▶
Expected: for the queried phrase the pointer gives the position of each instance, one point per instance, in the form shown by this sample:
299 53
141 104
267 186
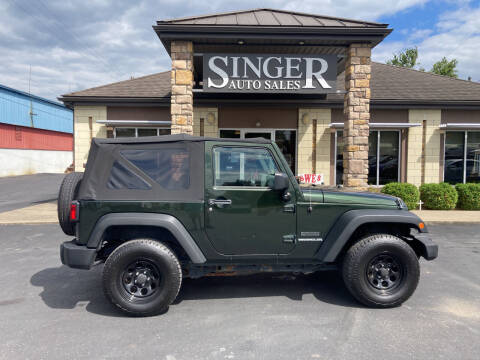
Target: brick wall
83 132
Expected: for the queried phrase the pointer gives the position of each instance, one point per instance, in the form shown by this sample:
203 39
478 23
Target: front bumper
77 256
428 247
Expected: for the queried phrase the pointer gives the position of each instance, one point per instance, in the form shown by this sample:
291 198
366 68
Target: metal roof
31 96
22 109
270 17
390 85
269 27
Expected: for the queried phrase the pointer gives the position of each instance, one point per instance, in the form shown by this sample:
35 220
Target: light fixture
210 118
305 118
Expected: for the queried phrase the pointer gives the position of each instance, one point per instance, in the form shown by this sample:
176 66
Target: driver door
243 215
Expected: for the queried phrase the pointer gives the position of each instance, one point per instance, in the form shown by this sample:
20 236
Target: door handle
220 203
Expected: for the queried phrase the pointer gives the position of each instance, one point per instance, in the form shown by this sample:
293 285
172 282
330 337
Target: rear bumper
77 256
429 248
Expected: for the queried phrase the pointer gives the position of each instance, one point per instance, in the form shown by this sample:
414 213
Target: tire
381 271
124 285
68 192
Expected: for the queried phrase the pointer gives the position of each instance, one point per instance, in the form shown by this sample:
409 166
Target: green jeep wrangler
159 209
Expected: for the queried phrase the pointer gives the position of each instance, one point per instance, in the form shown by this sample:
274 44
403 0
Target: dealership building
308 83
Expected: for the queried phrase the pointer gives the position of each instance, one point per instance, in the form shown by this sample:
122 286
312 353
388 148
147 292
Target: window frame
241 188
272 131
377 176
139 127
465 146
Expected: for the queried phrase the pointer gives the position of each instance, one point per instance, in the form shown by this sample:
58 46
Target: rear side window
123 178
235 166
168 167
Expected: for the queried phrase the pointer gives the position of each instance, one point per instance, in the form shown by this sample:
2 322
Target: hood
364 198
343 197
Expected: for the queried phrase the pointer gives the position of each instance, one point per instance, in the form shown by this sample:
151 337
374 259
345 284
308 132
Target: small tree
445 67
407 58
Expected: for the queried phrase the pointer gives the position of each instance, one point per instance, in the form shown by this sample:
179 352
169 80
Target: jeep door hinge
289 238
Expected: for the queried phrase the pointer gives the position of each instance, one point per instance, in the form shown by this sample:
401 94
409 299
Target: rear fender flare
349 221
168 222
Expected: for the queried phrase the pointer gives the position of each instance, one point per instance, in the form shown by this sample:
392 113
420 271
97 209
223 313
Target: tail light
74 210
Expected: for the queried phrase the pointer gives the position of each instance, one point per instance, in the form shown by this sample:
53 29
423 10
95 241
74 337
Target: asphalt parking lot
52 312
20 191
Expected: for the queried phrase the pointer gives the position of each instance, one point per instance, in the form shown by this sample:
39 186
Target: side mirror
280 182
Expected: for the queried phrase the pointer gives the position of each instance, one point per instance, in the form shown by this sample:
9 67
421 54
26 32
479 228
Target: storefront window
146 132
389 155
339 159
139 132
287 142
285 139
454 154
372 157
230 134
473 157
383 155
462 165
124 132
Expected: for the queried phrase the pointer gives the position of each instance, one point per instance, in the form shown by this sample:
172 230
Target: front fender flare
148 219
349 221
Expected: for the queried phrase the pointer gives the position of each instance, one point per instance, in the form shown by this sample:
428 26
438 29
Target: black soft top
165 168
174 138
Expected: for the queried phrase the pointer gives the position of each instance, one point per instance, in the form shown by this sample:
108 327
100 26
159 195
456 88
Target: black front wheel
381 271
142 277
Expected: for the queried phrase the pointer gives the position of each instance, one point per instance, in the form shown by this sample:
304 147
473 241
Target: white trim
377 181
136 129
134 122
272 132
381 125
459 126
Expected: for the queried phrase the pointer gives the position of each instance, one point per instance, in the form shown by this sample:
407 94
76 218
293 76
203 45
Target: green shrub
407 192
468 196
441 196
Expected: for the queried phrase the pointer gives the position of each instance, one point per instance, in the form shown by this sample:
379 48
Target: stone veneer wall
81 131
427 168
209 129
181 108
357 115
322 146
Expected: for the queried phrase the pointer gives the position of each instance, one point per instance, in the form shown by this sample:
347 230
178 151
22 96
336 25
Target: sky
71 45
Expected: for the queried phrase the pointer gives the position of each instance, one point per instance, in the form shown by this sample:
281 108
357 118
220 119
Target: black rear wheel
381 271
142 277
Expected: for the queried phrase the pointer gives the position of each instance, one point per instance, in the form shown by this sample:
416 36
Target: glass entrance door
254 134
286 139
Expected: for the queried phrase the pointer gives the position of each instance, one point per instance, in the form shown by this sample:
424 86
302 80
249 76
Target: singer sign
264 73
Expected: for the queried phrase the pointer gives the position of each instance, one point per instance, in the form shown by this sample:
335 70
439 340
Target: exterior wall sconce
211 118
305 118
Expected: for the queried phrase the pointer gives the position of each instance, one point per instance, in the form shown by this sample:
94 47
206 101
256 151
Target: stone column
181 107
356 116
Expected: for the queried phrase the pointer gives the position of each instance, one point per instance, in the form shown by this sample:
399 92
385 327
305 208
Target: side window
◀
Each line of the data should be quoted exactly, with pictures left out.

__Response__.
Expected: for the queried phrase the pointer gives the position of each instance, one point per instance, in the form shown by this sample:
299 53
141 104
267 186
Target: brick wall
83 132
Expected: for the queried phrase the pointer gives the position of each instance, one point per instance, in the form shown by this sample:
203 39
478 23
Target: front bumper
77 256
428 247
Expected: for the queried phrase the pointer gives the position of each instance, one point per instance, in the form shown by this sample:
291 198
366 68
Target: metal roof
31 96
22 109
270 17
390 85
269 27
Expected: for the queried phrase the pointer gives the position of each instance, one point per instance, in the form shown by this sample:
35 220
Target: light fixture
210 118
305 118
Expected: for the queried phrase the pointer gives the position of each instance, one point per instance, in the form shown by this sample:
176 66
Target: driver door
243 215
Expected: for the queried phrase the pointer gives the position of each instance, one point per instance, in the form shown by this sample:
20 236
Target: door handle
220 203
Expected: for the queried phrase the pointer gives the position of each instance, one point per instance, in the form shown by this sample:
293 285
172 282
330 337
Target: rear bumper
77 256
429 248
Expected: for the queried phrase the pointer gives the position of each instance, one point per instance, in the form shown by this sample:
414 213
Target: tire
381 271
124 285
68 192
Expected: for the queried phrase the pointer gives the position of each instance, one point per instance, in the form shown by this sample:
409 166
Target: green jeep wrangler
159 209
Expected: for the queried phrase the pointer gives the position of each instance, one point per instance, in the form shown by this sample:
274 44
403 0
Target: dealership building
308 83
Expected: for the queried phrase the pointer gives the position of each instance, one point per instance, in the form shown by this sample:
122 286
312 353
388 148
147 292
Target: window frame
241 188
272 131
377 176
139 127
465 146
Expected: for the queried phrase the pointer gives the position of each instance, one point per instance, in the form shown by this sample:
58 46
Target: rear side window
123 178
235 166
168 167
Expected: for the queried phrase the pointer gives the position of each instance, one point per instance, in the form shown by this sample:
2 322
Target: hood
364 198
343 197
Expected: for the queried phrase the pointer gives the position of each instance, one point per instance, in the form shown by this sample:
151 337
374 259
345 284
308 132
Target: small tree
445 67
407 58
Expected: for the queried phrase the pointer gives the position of each instance, one point per instance, in the form shown by this sample:
179 352
169 80
Target: jeep door hinge
289 238
Expected: for the queried phrase the pointer gives the position of each instance, one point per instance, in the form shown by this sample:
401 94
409 299
Target: rear fender flare
349 221
168 222
Expected: for the queried phrase the pointer gives the position of each instance, one point per instance, in the form shown by this sample:
392 113
420 271
97 209
223 313
Target: tail light
74 210
Expected: for the queried phrase the pointer gives the position of each instance, one point per instance, in the form shown by this sample:
53 29
423 10
95 241
74 337
Target: asphalt parking lot
52 312
20 191
Expected: for the queried phrase the pointer gives the position of each instance, one point per instance, in the form shown by this sample:
39 186
Target: side mirror
280 182
Expected: for the queried phrase the pointer gives the position of each instance, one point per instance, in the form shown by this sample:
9 67
421 54
26 32
479 228
Target: storefront window
146 132
389 155
339 159
139 132
287 142
285 139
454 154
372 157
230 134
473 157
383 155
462 165
124 132
Expected: for the queried phrase the pointer gives the position of each instance, one point per instance, in the form shown by this sample:
172 230
Target: front fender flare
148 219
349 221
Expected: for the queried phrase the pointer gives the position of each instance, one point per instance, in the form shown by this sample:
428 26
438 29
Target: black soft top
165 168
174 138
Expected: for the queried phrase the pointer gives the position of each instance, one point per instance, in the form shown by this sample:
108 327
100 26
159 195
456 88
Target: black front wheel
381 271
142 277
Expected: for the queried phrase the pointer gives the position of each instance, one point per instance, in the form shown by this sample:
304 147
473 241
Target: white trim
377 181
136 129
134 122
272 132
381 125
459 126
Expected: for the queried phrase the pointer gives the position of each instance, one point per instance, in the form shown by this sample:
407 94
76 218
293 76
203 45
Target: green shrub
407 192
468 196
441 196
Expected: for the queried phrase the pointer gives the position of each instance, one point per instance, in the form shown by this sample:
379 48
Target: stone veneer wall
81 131
427 168
209 129
181 108
357 115
322 146
Expected: for the queried phrase the pointer gives the position of each instance, one point per instance, in the form shown by this sample:
347 230
178 151
22 96
336 25
Target: sky
71 45
Expected: for the queried phrase the pointer gives the position of each instance, one point per instance, in the form shown by this sample:
281 108
357 118
220 119
Target: black rear wheel
381 271
142 277
Expected: for the queried phrase the pointer gives the position of each instance, one point per instance, in the form shown by this sample:
416 36
Target: glass entrance door
254 134
286 139
Expected: for the queried phrase the pointer gives the position of each instance, one point per instance, in the form shown by this sample:
424 86
302 80
249 76
Target: singer sign
264 73
Expected: for the queried phrase the pointer gives the position of each instance, one point per instance, in the form shown by this sample:
335 70
439 340
Target: exterior wall sconce
211 118
305 118
Expected: for the queried phrase the pointer gives the position of each instance, one point per instance, in the form shown by this sample:
94 47
206 101
256 151
Target: stone column
181 107
356 116
Expected: for the queried phrase the pointer gives the position of each instance, one point per instance, in the form shown by this sample:
399 92
385 327
305 208
Target: side window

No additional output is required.